Once you find the line that contains "of the palm" in the entries below, give it again along with every following line, unchanged, through the final one.

Dataset entries
···

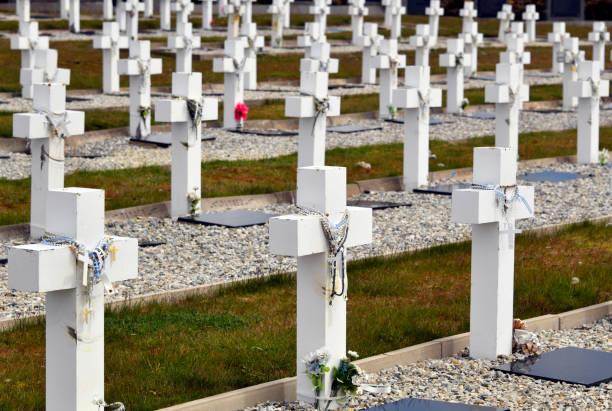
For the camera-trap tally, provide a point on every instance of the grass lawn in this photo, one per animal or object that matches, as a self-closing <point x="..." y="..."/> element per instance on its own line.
<point x="145" y="185"/>
<point x="159" y="355"/>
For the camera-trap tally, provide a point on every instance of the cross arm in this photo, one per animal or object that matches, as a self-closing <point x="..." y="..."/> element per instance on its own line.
<point x="304" y="106"/>
<point x="174" y="110"/>
<point x="35" y="125"/>
<point x="42" y="268"/>
<point x="409" y="97"/>
<point x="476" y="206"/>
<point x="298" y="235"/>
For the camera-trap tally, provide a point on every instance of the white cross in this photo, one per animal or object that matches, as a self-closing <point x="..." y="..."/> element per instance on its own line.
<point x="455" y="60"/>
<point x="108" y="9"/>
<point x="182" y="8"/>
<point x="319" y="59"/>
<point x="46" y="129"/>
<point x="74" y="21"/>
<point x="530" y="16"/>
<point x="254" y="43"/>
<point x="184" y="42"/>
<point x="23" y="13"/>
<point x="165" y="15"/>
<point x="589" y="88"/>
<point x="132" y="8"/>
<point x="320" y="10"/>
<point x="370" y="41"/>
<point x="394" y="11"/>
<point x="45" y="71"/>
<point x="557" y="38"/>
<point x="233" y="67"/>
<point x="312" y="108"/>
<point x="571" y="56"/>
<point x="234" y="10"/>
<point x="472" y="39"/>
<point x="599" y="36"/>
<point x="507" y="93"/>
<point x="515" y="54"/>
<point x="505" y="16"/>
<point x="321" y="317"/>
<point x="74" y="314"/>
<point x="434" y="11"/>
<point x="468" y="13"/>
<point x="28" y="41"/>
<point x="421" y="43"/>
<point x="492" y="208"/>
<point x="358" y="11"/>
<point x="186" y="110"/>
<point x="388" y="61"/>
<point x="277" y="9"/>
<point x="110" y="42"/>
<point x="140" y="66"/>
<point x="416" y="99"/>
<point x="207" y="7"/>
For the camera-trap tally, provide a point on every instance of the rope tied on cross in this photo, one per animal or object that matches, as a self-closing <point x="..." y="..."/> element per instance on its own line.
<point x="336" y="235"/>
<point x="321" y="107"/>
<point x="93" y="259"/>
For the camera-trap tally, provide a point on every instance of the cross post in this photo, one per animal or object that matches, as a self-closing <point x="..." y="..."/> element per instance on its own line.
<point x="74" y="296"/>
<point x="416" y="99"/>
<point x="46" y="128"/>
<point x="321" y="275"/>
<point x="492" y="207"/>
<point x="186" y="110"/>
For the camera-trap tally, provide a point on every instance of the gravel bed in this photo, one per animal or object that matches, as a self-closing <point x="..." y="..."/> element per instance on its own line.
<point x="119" y="153"/>
<point x="195" y="255"/>
<point x="468" y="381"/>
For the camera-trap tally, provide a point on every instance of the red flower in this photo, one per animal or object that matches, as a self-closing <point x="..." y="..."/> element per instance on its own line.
<point x="240" y="111"/>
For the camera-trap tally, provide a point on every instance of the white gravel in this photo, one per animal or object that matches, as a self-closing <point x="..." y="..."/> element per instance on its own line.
<point x="464" y="380"/>
<point x="196" y="255"/>
<point x="120" y="154"/>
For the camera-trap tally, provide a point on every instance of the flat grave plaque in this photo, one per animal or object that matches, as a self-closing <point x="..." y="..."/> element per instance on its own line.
<point x="432" y="121"/>
<point x="417" y="404"/>
<point x="484" y="77"/>
<point x="442" y="189"/>
<point x="551" y="176"/>
<point x="351" y="128"/>
<point x="231" y="218"/>
<point x="572" y="365"/>
<point x="264" y="133"/>
<point x="376" y="205"/>
<point x="162" y="139"/>
<point x="482" y="115"/>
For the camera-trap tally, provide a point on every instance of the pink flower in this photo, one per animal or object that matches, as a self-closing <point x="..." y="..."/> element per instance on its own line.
<point x="240" y="111"/>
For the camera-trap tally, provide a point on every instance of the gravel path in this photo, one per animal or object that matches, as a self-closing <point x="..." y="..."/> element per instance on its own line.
<point x="460" y="379"/>
<point x="195" y="255"/>
<point x="120" y="154"/>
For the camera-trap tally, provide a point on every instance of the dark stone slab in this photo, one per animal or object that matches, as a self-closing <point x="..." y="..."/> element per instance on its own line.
<point x="442" y="189"/>
<point x="162" y="139"/>
<point x="145" y="244"/>
<point x="75" y="99"/>
<point x="551" y="176"/>
<point x="483" y="115"/>
<point x="417" y="404"/>
<point x="376" y="205"/>
<point x="351" y="128"/>
<point x="232" y="218"/>
<point x="264" y="133"/>
<point x="484" y="77"/>
<point x="572" y="365"/>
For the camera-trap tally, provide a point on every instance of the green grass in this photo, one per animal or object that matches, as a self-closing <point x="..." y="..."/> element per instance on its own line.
<point x="145" y="185"/>
<point x="157" y="355"/>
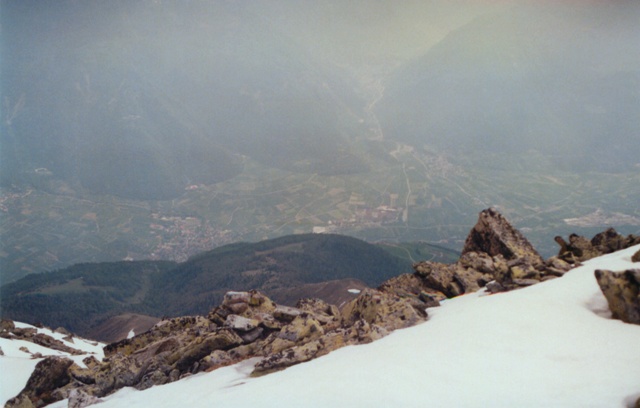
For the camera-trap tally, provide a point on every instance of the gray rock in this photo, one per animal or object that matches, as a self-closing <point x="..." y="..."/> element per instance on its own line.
<point x="622" y="291"/>
<point x="80" y="399"/>
<point x="240" y="323"/>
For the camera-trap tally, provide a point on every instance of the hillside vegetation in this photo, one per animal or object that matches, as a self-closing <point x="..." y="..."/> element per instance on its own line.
<point x="84" y="295"/>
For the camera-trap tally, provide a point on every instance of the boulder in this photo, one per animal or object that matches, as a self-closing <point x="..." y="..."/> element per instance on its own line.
<point x="240" y="323"/>
<point x="222" y="339"/>
<point x="7" y="325"/>
<point x="580" y="249"/>
<point x="622" y="291"/>
<point x="48" y="376"/>
<point x="80" y="399"/>
<point x="494" y="235"/>
<point x="380" y="308"/>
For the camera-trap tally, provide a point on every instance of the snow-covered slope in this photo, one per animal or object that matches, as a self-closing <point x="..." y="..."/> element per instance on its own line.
<point x="17" y="365"/>
<point x="549" y="345"/>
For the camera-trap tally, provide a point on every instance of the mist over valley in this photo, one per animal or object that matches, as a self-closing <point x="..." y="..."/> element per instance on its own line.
<point x="158" y="130"/>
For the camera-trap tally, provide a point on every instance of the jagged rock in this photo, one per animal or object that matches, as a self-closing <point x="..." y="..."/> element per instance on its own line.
<point x="380" y="308"/>
<point x="240" y="323"/>
<point x="414" y="290"/>
<point x="328" y="315"/>
<point x="21" y="401"/>
<point x="495" y="287"/>
<point x="302" y="327"/>
<point x="191" y="326"/>
<point x="62" y="330"/>
<point x="413" y="286"/>
<point x="80" y="399"/>
<point x="622" y="291"/>
<point x="580" y="249"/>
<point x="245" y="304"/>
<point x="286" y="313"/>
<point x="223" y="339"/>
<point x="458" y="278"/>
<point x="439" y="277"/>
<point x="7" y="325"/>
<point x="49" y="375"/>
<point x="252" y="335"/>
<point x="494" y="235"/>
<point x="295" y="355"/>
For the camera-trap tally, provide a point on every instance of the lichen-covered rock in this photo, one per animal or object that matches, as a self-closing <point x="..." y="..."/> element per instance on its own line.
<point x="223" y="339"/>
<point x="380" y="308"/>
<point x="240" y="323"/>
<point x="302" y="327"/>
<point x="7" y="325"/>
<point x="80" y="399"/>
<point x="328" y="315"/>
<point x="189" y="326"/>
<point x="457" y="278"/>
<point x="622" y="291"/>
<point x="494" y="235"/>
<point x="48" y="376"/>
<point x="580" y="249"/>
<point x="298" y="354"/>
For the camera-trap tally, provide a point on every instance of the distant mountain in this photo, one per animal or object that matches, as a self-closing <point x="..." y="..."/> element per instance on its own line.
<point x="141" y="99"/>
<point x="558" y="78"/>
<point x="85" y="295"/>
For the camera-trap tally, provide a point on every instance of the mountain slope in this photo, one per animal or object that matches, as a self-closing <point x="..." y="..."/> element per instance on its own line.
<point x="84" y="296"/>
<point x="559" y="78"/>
<point x="552" y="344"/>
<point x="155" y="97"/>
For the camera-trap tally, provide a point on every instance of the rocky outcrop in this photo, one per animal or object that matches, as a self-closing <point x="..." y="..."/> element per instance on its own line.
<point x="494" y="235"/>
<point x="8" y="330"/>
<point x="579" y="249"/>
<point x="622" y="291"/>
<point x="249" y="324"/>
<point x="245" y="325"/>
<point x="44" y="384"/>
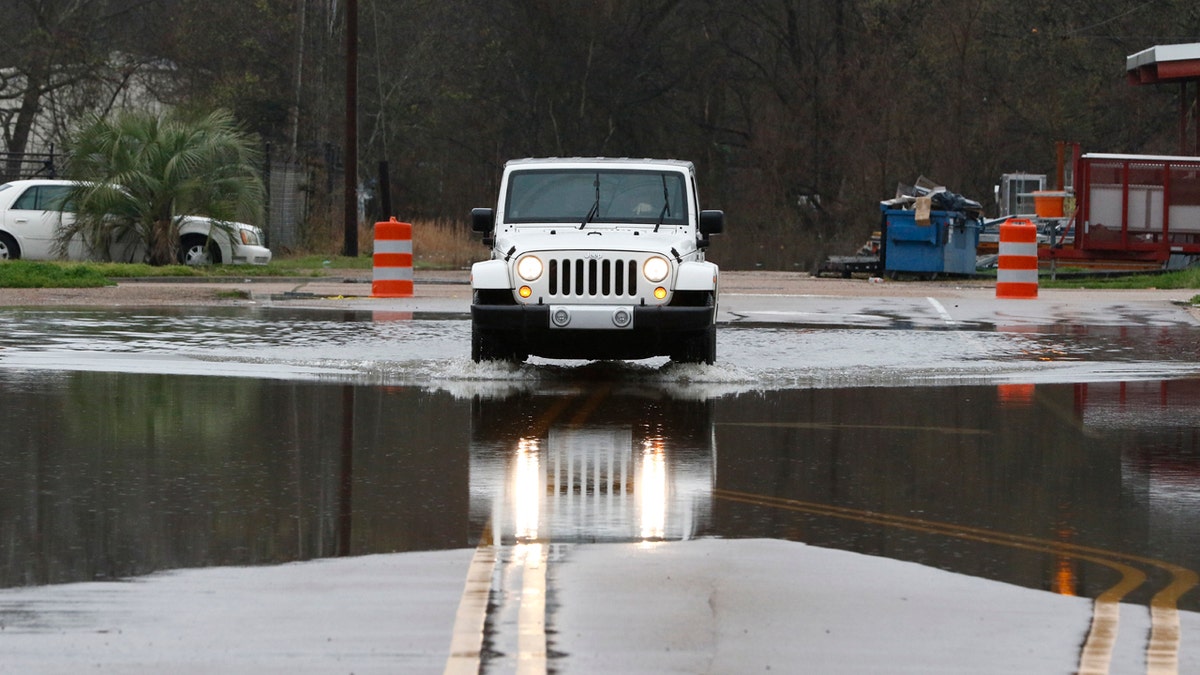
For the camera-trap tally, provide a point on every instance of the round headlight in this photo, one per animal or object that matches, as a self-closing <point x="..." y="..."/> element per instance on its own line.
<point x="529" y="268"/>
<point x="655" y="269"/>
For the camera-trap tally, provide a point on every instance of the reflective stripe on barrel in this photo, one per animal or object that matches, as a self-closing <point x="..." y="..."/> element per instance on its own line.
<point x="1017" y="275"/>
<point x="393" y="261"/>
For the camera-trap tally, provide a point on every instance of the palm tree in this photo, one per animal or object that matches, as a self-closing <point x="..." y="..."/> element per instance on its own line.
<point x="138" y="174"/>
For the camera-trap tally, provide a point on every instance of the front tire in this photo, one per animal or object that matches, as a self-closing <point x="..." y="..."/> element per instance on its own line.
<point x="700" y="346"/>
<point x="198" y="250"/>
<point x="697" y="347"/>
<point x="9" y="248"/>
<point x="486" y="346"/>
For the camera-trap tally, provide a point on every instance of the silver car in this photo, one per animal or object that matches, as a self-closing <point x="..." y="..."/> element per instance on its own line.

···

> Problem solution
For the camera-trap tally, provide a point on every instance of the palm tree in this photo, one per animal or object that matches, as a self-closing <point x="..." y="..."/> element per instance on its own line.
<point x="138" y="174"/>
For the camera-trap tally, provide a point on every instance of the front tire in this photo, one per animal or object that matches, as a self-closing <point x="..." y="..."/> element per instance on its own line.
<point x="700" y="346"/>
<point x="198" y="250"/>
<point x="697" y="347"/>
<point x="9" y="248"/>
<point x="486" y="346"/>
For the camera-trap tally, provide a point on every instance of the silver car in this photo, one per animal or object that matches, as a self-closing <point x="..." y="..."/> element per instance on its own line.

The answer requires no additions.